■ MATERIAL PROVIDED
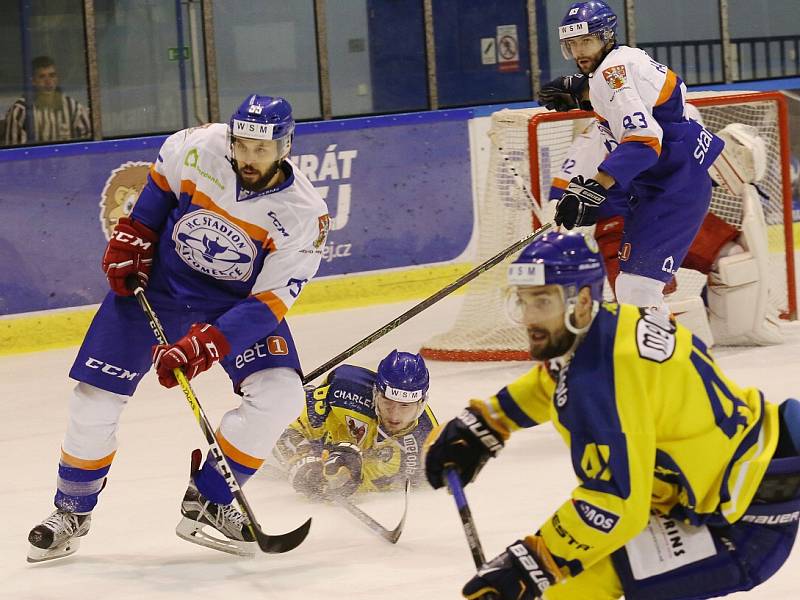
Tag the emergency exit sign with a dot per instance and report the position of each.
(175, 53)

---

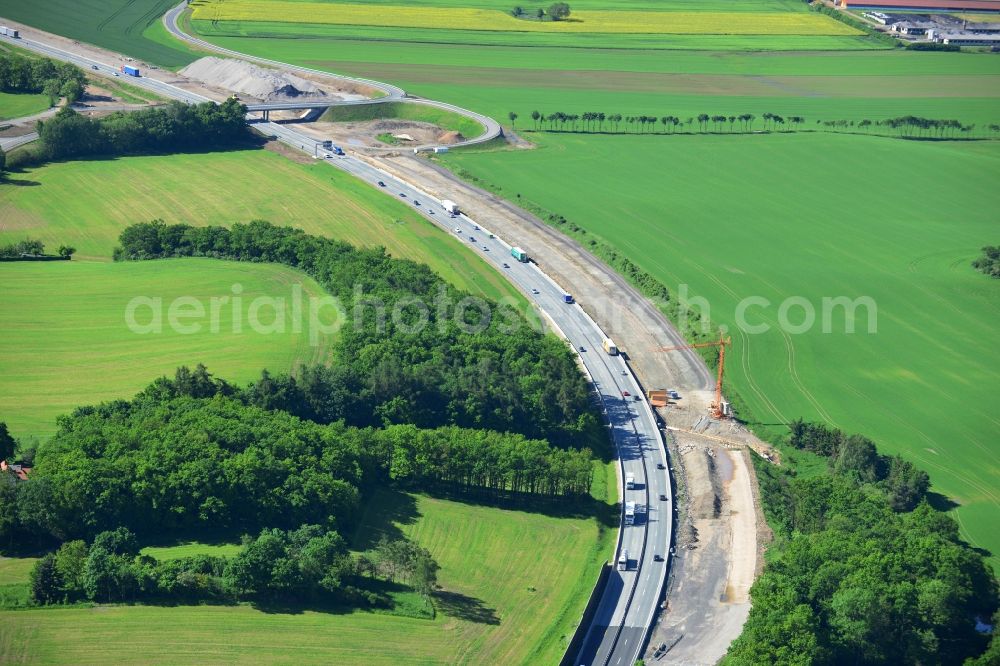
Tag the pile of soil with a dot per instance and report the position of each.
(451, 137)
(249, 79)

■ STATED PROBLEM
Return every line from the data above that contains the word "report".

■ ANSWER TO THIS EXERCISE
Tag the emergency exit sign with a dot per instance and report the position of each.
Tag the pile of soil with a dot per instance and report the position of each.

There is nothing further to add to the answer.